▶ **PROBLEMS TO WORK ON**
a – In the face detector write-up, what accuracy did the linear classifier reach on the training set?
b – Reproduce a passage from the face detector write-up word for word, starting at the words "The precision-recall curve for a single" and stopping after "Also, it's Slowhand.".

▶ **SOURCE EXTRACT**
The training curve for the linear classifier using lambda=0.0001. This classifier had an accuracy of 0.999 on the training set.

A graph from Viola-Jones 2001 showing the correct detection rate as a function of false positive rate. The left graph is from the original paper and the right graph was produced by my implementation. The solid line on the left graph and the blue line on the right graph share a similar trend, however the original paper has a higher average precision than what I implemented.

The precision-recall curve for a single scale detector using HoG features with 6-pixel-cells and a threshold of -2.0.

The precision-recall curve for a multiple scale detector using HoG features with 6-pixel-cells and a threshold of 1.0.

The precision-recall curve for a multiple scale detector using HoG features with 4-pixel-cells and a threshold of 1.0.

The precision-recall curve for a multiple scale detector using HoG features with 3-pixel-cells and a threshold of 1.0.

Following this are various images and their results I found interesting for whatever reason. This one contained many small faces.

This one features a slightly larger face which is not directly front-facing and has some shading. Also, it's Slowhand.

This one identifies faces of multiple races. As to why I find this interesting, please see this Wired article. It appears it does struggle on other "species", however.

I can't say for certain what this image is, but it is either heavily post-processed or manmade. Either way, the detector still identifies the face.

An artist's rendition of faces.

This one is interesting for several reasons. The detector identifies Micky Mouse as a face although it is not included in the ground truth. On the upper-lefthand corner of the canvas are three small faces of Walt Disney. Only one of them is included in the ground truth, however the detector identifies a second one as a positive.

When the face takes up the entire photo, the detector seems to underperform. This may be fixed by first scaling the image up some before performing the standard multiscale detection algorithm.

(Dataset rows)
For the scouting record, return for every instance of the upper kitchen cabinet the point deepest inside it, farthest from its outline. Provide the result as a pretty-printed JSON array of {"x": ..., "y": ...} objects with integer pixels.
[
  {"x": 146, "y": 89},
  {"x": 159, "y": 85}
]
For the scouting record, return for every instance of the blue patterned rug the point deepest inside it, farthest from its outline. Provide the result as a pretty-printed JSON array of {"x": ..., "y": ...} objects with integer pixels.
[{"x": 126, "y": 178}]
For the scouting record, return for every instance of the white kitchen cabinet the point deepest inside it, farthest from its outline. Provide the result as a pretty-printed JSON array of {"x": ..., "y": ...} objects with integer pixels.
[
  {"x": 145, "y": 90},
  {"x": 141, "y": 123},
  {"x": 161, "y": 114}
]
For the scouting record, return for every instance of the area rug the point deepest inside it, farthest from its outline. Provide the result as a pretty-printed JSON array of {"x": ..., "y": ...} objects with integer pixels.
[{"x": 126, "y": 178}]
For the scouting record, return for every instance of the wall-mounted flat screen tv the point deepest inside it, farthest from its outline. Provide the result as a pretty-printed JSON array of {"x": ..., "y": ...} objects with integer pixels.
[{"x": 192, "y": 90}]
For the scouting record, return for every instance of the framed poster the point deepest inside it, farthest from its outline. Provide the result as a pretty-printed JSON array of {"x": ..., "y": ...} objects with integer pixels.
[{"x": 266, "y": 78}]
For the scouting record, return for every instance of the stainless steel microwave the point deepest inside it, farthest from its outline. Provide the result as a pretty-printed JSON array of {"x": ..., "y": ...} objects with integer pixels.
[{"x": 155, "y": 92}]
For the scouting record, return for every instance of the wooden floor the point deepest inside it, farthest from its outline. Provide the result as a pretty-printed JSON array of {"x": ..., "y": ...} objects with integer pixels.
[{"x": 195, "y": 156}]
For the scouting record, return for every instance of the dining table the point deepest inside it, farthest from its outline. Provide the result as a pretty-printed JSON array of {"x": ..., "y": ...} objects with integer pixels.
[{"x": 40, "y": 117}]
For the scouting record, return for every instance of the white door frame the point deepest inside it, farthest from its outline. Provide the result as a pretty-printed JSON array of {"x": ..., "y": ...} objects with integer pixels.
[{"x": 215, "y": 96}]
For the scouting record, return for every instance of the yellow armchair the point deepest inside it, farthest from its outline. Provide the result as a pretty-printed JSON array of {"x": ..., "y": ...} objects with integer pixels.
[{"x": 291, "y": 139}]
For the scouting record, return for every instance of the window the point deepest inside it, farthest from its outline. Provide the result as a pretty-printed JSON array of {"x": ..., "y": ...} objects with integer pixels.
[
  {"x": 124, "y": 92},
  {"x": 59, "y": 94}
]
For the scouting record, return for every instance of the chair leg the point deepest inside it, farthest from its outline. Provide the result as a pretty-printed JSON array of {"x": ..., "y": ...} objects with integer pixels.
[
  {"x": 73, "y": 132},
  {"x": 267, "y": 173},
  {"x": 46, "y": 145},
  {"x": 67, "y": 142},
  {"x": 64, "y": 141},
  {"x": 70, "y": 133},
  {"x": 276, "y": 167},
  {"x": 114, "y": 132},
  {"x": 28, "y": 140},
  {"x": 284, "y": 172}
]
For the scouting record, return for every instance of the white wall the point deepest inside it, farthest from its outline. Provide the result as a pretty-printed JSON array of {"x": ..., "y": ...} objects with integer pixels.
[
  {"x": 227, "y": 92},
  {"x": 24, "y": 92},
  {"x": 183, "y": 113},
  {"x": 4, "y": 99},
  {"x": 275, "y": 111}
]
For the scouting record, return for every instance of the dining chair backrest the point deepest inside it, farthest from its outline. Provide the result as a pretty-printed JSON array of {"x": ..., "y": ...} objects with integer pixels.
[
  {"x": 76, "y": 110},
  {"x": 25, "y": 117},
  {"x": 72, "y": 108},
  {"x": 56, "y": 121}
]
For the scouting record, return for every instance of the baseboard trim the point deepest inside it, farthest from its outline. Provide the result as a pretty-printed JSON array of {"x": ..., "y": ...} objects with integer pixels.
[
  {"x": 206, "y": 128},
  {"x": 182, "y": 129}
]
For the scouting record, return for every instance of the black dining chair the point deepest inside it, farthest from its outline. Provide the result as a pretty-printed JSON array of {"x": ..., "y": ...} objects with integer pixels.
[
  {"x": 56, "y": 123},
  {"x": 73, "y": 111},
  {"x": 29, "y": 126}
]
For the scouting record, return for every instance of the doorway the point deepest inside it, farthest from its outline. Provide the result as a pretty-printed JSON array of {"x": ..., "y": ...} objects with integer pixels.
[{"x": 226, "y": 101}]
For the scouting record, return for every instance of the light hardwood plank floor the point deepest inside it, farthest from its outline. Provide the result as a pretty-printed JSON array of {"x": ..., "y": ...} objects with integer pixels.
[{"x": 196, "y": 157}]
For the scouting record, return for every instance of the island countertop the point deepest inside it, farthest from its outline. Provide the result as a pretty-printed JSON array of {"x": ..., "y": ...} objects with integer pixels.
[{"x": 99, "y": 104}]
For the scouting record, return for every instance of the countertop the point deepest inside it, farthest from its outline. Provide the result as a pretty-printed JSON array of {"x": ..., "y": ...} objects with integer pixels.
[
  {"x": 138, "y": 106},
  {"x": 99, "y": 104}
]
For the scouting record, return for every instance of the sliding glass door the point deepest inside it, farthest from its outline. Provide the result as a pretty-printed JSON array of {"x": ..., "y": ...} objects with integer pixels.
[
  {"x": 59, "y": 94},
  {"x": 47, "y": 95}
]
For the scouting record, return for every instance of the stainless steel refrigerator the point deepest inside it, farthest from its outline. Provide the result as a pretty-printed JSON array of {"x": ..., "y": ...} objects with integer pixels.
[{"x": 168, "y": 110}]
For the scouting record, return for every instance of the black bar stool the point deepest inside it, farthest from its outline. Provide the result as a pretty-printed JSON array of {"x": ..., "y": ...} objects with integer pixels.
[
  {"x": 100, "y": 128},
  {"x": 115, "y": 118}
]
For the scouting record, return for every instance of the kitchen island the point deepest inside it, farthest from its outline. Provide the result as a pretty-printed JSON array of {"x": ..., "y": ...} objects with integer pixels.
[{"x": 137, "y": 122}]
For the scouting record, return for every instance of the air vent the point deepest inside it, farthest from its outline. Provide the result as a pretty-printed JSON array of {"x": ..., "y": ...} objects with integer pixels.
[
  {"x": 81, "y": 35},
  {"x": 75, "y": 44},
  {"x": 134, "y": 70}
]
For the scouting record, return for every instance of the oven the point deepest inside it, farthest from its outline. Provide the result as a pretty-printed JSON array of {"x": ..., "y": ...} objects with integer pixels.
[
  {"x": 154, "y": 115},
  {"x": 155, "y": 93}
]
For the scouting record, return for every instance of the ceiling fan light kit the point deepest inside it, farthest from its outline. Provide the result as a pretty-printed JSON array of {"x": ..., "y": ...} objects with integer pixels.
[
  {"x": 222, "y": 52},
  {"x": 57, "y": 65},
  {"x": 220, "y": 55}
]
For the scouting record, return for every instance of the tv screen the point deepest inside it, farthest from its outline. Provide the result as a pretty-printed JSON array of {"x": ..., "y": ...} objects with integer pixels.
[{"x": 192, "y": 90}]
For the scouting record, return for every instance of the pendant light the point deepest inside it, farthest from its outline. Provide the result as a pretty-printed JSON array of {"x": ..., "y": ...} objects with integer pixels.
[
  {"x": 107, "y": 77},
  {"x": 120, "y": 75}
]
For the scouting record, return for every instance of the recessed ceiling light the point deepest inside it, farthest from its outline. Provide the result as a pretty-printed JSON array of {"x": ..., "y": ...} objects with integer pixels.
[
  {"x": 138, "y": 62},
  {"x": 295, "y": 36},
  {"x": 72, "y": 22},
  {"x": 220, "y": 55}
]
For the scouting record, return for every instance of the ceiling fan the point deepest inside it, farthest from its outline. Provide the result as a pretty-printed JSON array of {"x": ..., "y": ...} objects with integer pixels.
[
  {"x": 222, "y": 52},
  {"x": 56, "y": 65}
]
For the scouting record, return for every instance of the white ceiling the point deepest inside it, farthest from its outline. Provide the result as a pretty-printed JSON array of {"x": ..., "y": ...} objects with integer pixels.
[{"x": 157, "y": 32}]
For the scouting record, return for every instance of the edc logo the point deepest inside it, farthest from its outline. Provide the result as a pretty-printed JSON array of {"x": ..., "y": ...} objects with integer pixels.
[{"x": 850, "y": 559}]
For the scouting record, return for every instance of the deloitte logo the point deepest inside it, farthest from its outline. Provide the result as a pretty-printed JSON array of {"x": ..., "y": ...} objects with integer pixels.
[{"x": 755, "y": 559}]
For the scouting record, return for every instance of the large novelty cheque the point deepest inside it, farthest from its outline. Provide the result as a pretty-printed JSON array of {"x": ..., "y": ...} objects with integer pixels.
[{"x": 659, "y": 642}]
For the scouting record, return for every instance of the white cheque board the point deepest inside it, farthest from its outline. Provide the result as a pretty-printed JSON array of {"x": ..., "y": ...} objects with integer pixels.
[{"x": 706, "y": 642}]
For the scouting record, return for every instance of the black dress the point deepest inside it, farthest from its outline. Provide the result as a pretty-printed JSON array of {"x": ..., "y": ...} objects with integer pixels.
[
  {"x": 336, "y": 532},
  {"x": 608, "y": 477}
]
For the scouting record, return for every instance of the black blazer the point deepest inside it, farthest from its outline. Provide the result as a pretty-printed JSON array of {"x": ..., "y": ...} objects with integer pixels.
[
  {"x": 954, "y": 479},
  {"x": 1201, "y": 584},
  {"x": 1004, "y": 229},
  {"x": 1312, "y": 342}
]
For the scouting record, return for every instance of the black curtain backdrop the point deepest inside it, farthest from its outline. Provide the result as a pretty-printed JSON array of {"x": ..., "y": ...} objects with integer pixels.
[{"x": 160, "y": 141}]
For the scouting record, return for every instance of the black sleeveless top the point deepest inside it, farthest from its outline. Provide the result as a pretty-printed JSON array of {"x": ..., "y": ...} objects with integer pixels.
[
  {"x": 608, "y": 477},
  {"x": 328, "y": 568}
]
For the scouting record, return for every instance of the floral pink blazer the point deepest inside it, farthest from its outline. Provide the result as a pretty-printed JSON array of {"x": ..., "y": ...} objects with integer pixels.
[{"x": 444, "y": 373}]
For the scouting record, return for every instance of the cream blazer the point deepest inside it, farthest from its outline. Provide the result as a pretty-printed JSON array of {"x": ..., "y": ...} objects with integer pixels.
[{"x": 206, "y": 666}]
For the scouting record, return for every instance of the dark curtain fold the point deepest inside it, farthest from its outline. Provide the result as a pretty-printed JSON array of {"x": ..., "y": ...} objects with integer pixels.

▶ **ANSWERS TO THE TASKS**
a – 0.999

b –
The precision-recall curve for a single scale detector using HoG features with 6-pixel-cells and a threshold of -2.0.

The precision-recall curve for a multiple scale detector using HoG features with 6-pixel-cells and a threshold of 1.0.

The precision-recall curve for a multiple scale detector using HoG features with 4-pixel-cells and a threshold of 1.0.

The precision-recall curve for a multiple scale detector using HoG features with 3-pixel-cells and a threshold of 1.0.

Following this are various images and their results I found interesting for whatever reason. This one contained many small faces.

This one features a slightly larger face which is not directly front-facing and has some shading. Also, it's Slowhand.